▶ _Excerpted text_:
Feb. 1, 2018
He came out on top as a member of the Canadian men's curling team at the 2010 Winter Games in Vancouver. Now, Wilfrid Laurier University alumnus John Morris is aiming to strike gold a second time as part of Canada's first-ever mixed doubles Olympic curling team.
Morris will take to the ice with teammate Kaitlyn Lawes during the 2018 Winter Games in Pyeongchang, South Korea, where mixed doubles will make its Olympic debut. Like Morris, Lawes is a past gold medallist, winning as a member of the Canadian women's curling team at the 2014 Winter Games in Sochi, Russia.
"Mixed doubles has really started thriving all over the world – it's huge internationally," says Morris. "I was lucky and privileged enough to compete at the Olympics in men's curling and now I have the opportunity to get there in mixed doubles. I'm absolutely thrilled."
Morris and Lawes qualified for the Games in January, defeating Val Sweeting and Brad Gushue in the final of the Canadian mixed doubles curling trials in Portage la Prairie, Manitoba.
Morris says competing at a second Winter Olympics is the continuation of a two-decade dream, one that began when he watched Canadian curling rinks led by Mike Harris and Sandra Schmirler compete at the Nagano Winter Games in 1998.
"I was just starting university at the time and I remember thinking 'this is something I want to get into one day,'" says Morris. "In the back of my mind that was my goal. I said: 'I'm going to continue at this game and I want to get to the Olympics one day.' Working hard and finally realizing that goal in 2010 was a dream come true."

[Polygon annotations on photos]

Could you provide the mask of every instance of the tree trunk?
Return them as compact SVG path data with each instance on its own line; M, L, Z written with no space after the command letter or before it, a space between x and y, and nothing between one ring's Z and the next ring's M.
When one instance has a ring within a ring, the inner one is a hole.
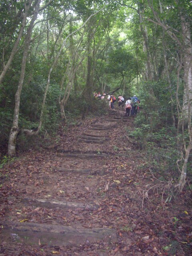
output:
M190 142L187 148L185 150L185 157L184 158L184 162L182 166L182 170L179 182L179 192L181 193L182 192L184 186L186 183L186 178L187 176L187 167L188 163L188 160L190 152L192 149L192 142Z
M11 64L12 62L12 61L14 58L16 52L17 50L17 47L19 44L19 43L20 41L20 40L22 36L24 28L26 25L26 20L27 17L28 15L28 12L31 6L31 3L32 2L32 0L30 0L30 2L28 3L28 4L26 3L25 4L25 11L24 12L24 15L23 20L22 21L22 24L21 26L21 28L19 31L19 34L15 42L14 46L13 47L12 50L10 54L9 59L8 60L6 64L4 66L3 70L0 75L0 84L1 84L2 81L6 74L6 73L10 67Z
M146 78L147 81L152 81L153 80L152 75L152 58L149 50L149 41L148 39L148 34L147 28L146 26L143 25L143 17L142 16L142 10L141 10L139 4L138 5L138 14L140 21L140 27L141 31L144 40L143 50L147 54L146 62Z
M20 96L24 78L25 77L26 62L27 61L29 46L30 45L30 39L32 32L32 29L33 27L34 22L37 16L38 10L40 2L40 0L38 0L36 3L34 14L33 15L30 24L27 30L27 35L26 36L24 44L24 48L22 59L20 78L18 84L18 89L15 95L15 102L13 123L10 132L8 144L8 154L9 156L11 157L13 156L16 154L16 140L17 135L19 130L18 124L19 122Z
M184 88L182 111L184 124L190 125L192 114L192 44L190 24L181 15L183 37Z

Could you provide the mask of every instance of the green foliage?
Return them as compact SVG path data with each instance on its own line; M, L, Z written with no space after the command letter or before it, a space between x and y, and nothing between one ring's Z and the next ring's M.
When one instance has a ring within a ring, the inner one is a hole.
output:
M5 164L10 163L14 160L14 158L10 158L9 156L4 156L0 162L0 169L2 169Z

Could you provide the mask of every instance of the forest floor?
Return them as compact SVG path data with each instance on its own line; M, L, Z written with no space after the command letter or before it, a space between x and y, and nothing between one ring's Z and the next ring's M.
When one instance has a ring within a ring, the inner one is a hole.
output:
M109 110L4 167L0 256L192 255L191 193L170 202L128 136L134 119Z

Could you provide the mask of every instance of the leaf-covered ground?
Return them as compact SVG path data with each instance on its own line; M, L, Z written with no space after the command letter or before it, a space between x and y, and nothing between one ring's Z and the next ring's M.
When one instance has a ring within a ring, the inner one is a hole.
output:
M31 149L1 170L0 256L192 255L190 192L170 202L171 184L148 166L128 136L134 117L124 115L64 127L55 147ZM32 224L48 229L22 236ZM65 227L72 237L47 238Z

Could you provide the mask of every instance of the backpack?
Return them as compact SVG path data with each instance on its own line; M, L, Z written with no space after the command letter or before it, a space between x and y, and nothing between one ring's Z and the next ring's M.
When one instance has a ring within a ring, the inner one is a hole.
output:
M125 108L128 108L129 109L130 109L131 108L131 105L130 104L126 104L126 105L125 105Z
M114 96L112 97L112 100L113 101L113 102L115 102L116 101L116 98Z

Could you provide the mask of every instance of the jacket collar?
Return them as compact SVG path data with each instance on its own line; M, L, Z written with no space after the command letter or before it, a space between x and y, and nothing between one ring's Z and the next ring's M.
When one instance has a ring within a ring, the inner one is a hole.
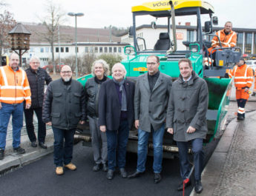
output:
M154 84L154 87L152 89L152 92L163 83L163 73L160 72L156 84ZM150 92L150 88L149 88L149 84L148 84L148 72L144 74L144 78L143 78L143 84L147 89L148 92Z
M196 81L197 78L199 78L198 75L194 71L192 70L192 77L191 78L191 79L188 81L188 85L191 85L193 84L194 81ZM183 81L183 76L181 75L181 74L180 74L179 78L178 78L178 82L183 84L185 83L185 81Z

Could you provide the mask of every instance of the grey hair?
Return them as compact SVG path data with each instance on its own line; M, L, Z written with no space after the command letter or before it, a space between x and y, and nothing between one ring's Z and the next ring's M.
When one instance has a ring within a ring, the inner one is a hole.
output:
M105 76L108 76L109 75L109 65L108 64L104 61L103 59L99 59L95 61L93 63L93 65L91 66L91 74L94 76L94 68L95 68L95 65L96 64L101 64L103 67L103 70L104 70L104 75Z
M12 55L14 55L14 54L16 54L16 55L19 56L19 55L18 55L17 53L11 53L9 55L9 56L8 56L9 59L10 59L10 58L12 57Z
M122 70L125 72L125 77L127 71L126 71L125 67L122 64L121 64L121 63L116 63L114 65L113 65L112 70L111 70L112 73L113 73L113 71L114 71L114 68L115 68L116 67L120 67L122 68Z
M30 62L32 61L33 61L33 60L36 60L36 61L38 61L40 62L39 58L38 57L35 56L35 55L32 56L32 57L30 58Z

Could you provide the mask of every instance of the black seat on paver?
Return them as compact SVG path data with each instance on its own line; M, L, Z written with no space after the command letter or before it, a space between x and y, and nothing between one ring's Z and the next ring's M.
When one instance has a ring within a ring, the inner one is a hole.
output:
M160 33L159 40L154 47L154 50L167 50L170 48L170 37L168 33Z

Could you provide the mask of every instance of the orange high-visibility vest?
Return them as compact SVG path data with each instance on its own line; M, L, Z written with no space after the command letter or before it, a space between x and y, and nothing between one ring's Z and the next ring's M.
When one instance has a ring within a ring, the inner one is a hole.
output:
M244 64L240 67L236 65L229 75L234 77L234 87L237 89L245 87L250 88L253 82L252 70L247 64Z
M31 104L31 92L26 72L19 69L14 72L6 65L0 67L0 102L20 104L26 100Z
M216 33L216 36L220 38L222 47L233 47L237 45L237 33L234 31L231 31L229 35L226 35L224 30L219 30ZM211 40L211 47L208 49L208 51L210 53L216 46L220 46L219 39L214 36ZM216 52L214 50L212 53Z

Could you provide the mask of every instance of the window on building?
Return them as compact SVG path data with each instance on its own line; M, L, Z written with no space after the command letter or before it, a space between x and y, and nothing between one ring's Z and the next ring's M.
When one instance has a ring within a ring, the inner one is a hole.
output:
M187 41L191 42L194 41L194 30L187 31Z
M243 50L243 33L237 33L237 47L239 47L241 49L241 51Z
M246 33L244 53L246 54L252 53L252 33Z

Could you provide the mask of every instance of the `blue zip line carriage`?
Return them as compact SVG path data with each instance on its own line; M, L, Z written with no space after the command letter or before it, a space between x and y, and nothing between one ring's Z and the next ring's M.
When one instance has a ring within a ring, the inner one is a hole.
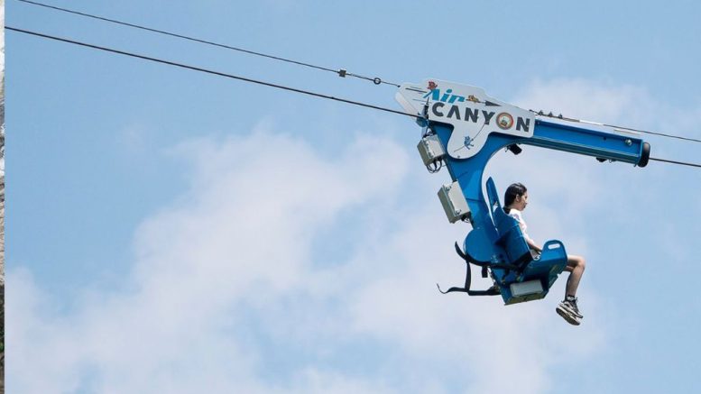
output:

▶ _Written tasks_:
1. Shorten the paragraph of the curling article that begins "Morris will take to the ice" into a bulleted list that keeps its main facts.
2. Resume the curling article, starting after its last sentence.

▶ _Outputs by task_:
1.
- Morris will curl with teammate Kaitlyn Lawes at the 2018 Winter Games in Pyeongchang, South Korea.
- Mixed doubles will make its Olympic debut at those Games.
- Lawes, like Morris, is a past gold medalist. She won with the Canadian women's curling team at the 2014 Winter Games in Sochi, Russia.

2.
While he's been to the Olympics before, Morris says he's still experiencing some nerves ahead of the Games. Mostly, though, he's excited about competing for Canada and says he can't wait to get to South Korea.
"Nothing gets me more fired up than putting that maple leaf on and having the chance to represent this great country," says Morris. "I think it's only human to get a little nervous, but it's more of an excitement and a bit of anxiousness to get started. We're Canadian and we're curlers – and we're going there to win gold."
Morris is among three Laurier graduates who will be a part of the Canadian curling contingent in Pyeongchang. Laurier alumnus Brent Laing will compete as part of the Canadian men's team, Team Koe, while alumnus Paul Webster is again serving as Canada's Olympic team leader for curling.
Laing, who Morris refers to as "Lainger," shares a bond with Morris that goes back to their days as junior teammates, when they twice won the World Junior Championships together. The pair also curled together as Golden Hawks and were roommates for close to three years while in university.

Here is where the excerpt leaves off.